##### Texte présenté

A Lyon, Grégory Doucet veut faire de l’urgence climatique son plan de mandat

La nouvelle municipalité écologiste se préparait au vote de son plan de programmation pluriannuel (2021-2016), qui marquait une étape symbolique ce jeudi. Car à cette occasion, Grégory Doucet a confirmé sa volonté de faire de Lyon une « capitale en transition ». Avec, à clé, un quasi-doublement des investissements sur cinq ans, pour atteindre la somme de 1,25 milliards d’euros, marqué par un fort recours assumé à l’endettement, mais également l'adoption d'une motion visant à déclarer "l'état d'urgence climatique".
Ce jeudi matin, le maire écologiste de Lyon Grégory Doucet se prépare à faire voter sa programmation pluriannuelle d'investissement dans laquelle il souhaite déposer une motion décrétant l'état d'urgence climatique.

##########
##### Jeu de données

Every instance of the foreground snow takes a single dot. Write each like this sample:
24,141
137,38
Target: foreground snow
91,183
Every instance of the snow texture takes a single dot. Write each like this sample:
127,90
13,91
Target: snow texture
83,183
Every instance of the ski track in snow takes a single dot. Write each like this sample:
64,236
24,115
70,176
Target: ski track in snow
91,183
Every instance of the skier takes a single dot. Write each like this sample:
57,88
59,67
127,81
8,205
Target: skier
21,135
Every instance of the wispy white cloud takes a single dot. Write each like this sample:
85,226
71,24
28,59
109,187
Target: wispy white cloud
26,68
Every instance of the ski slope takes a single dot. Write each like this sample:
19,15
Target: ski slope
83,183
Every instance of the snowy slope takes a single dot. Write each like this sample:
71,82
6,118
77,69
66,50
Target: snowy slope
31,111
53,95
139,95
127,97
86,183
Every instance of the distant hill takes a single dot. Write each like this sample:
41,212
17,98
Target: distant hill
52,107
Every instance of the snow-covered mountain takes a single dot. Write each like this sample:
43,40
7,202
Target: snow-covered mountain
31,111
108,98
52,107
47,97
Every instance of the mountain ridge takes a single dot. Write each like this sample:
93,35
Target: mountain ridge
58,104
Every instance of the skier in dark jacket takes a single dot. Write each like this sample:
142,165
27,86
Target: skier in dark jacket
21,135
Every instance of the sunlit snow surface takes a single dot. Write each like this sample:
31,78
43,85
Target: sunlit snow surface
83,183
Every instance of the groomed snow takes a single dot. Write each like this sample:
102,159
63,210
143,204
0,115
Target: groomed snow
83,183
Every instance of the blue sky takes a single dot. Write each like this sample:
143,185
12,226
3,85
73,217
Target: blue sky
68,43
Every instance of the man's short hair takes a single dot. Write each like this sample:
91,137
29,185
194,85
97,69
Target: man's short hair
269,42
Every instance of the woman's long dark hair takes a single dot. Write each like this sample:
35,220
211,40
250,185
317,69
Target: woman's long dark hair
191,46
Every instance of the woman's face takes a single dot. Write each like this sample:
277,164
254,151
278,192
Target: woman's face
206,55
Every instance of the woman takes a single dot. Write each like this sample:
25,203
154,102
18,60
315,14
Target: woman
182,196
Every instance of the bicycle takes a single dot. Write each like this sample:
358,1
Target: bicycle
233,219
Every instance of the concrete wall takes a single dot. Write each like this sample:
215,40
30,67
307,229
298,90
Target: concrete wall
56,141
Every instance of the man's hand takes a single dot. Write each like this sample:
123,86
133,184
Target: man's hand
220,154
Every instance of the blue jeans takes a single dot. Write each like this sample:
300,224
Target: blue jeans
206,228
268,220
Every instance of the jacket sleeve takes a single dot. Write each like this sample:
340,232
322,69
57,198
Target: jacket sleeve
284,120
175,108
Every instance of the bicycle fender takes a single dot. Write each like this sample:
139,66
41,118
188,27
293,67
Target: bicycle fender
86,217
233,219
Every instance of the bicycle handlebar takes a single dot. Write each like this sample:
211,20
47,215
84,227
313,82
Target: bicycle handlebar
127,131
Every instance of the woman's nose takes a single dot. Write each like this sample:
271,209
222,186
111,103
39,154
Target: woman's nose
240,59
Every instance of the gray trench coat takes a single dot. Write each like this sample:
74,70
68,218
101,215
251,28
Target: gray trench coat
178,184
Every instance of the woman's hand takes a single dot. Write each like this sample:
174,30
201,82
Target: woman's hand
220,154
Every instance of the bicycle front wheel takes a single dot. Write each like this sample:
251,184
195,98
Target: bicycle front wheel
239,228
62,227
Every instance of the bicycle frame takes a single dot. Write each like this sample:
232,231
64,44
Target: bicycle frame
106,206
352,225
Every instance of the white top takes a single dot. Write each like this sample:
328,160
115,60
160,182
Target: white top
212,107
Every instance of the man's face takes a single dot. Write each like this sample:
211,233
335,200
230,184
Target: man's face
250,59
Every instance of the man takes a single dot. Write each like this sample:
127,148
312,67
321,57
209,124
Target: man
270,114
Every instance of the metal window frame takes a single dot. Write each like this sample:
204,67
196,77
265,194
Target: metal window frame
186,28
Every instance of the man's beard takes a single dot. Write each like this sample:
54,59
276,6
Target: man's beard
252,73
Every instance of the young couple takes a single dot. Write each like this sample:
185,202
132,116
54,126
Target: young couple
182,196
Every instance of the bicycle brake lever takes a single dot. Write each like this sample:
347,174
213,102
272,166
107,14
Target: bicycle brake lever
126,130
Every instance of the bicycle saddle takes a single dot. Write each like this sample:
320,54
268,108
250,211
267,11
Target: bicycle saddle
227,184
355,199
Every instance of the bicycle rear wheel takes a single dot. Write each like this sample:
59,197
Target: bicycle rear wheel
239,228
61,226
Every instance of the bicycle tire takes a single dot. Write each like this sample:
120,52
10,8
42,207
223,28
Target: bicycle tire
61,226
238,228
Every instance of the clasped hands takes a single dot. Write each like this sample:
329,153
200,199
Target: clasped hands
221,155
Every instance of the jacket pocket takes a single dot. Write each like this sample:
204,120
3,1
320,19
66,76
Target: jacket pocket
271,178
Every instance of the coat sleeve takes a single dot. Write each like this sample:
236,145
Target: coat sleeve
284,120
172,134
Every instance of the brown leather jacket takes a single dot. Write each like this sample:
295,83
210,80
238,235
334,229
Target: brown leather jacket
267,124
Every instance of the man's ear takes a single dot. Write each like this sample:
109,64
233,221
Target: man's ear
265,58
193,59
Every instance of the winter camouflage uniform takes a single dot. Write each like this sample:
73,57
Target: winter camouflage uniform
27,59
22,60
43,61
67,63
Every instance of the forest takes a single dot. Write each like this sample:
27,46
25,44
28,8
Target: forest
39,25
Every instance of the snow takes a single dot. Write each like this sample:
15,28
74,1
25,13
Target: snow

##########

• _Consignes_:
1. Quels verbes à l'infinitif figurent dans l'article sur Lyon ? Citez chacun une seule fois.
2. Poursuivez l'article sur Lyon à partir de sa dernière phrase.
Les items proviennent d'une autre source que l'article sur Lyon.

• _Réponses attendues_:
1. faire, atteindre, déclarer, voter, déposer

2.
Ce jeudi matin, le maire écologiste de Lyon Grégory Doucet se prépare à faire voter sa programmation pluriannuelle d'investissement dans laquelle il souhaite déposer une motion décrétant "l'état d'urgence climatique". (Crédits : Renaud Alouche)

(Publié le 25/03/2021 à 11:00, actualisé à 16:00)

Depuis quelques semaines, les grandes lignes de son projet étaient déjà connu, le sujet ayant fait débat avec les membres de l'opposition, dont l'ex-maire Gérard Collomb, lors du dernier conseil municipal. Mais Grégory Doucet n'aura pas fléchi : pour son nouveau plan de mandat sur les cinq prochaines années, le nouveau maire écologiste de Lyon a soumis au vote du conseil municipal ce jeudi un budget de près de 1,25 milliards d'euros, pour la période 2021-2026.

Soit quasiment le double que la programmation pluriannuelle précédente (PPI), votée à l'époque sous Gérard Collomb, qui envisageait d'investir 600 millions d'euros entre 2015 et 2020.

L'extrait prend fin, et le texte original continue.